WHAT IS REQUIRED:
Going through the entries below, work out how many lines have the string "shrub" in them. Give the number and nothing more.

Natural-language object grounding data:
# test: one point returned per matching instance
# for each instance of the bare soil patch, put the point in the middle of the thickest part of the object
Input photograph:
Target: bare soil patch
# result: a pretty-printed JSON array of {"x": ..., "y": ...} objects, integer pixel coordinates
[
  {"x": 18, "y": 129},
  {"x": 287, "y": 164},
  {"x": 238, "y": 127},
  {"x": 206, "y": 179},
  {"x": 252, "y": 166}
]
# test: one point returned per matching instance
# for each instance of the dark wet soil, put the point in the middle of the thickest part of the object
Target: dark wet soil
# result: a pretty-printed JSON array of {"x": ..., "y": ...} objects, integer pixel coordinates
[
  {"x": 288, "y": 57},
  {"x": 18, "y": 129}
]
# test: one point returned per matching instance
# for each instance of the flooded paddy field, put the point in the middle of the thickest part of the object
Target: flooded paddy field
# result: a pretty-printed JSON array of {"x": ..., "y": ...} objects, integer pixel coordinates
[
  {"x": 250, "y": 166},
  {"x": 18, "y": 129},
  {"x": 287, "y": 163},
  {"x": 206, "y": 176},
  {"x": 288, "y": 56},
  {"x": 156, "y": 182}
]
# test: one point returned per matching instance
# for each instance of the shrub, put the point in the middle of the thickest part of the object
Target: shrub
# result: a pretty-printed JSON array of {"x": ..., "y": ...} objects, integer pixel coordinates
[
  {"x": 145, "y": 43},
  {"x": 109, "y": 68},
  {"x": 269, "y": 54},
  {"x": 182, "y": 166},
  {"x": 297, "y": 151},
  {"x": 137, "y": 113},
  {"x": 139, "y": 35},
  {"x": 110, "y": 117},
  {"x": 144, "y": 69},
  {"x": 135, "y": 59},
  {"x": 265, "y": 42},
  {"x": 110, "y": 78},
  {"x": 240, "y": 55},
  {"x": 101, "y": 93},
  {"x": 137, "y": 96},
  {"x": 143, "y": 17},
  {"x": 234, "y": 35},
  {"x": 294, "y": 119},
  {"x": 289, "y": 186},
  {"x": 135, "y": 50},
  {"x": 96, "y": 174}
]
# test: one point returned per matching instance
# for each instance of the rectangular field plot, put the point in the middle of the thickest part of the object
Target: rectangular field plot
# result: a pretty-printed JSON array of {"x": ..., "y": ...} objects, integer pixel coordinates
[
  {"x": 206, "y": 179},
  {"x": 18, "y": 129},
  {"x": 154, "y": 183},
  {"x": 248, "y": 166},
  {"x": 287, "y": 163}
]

EXPECTED ANSWER:
2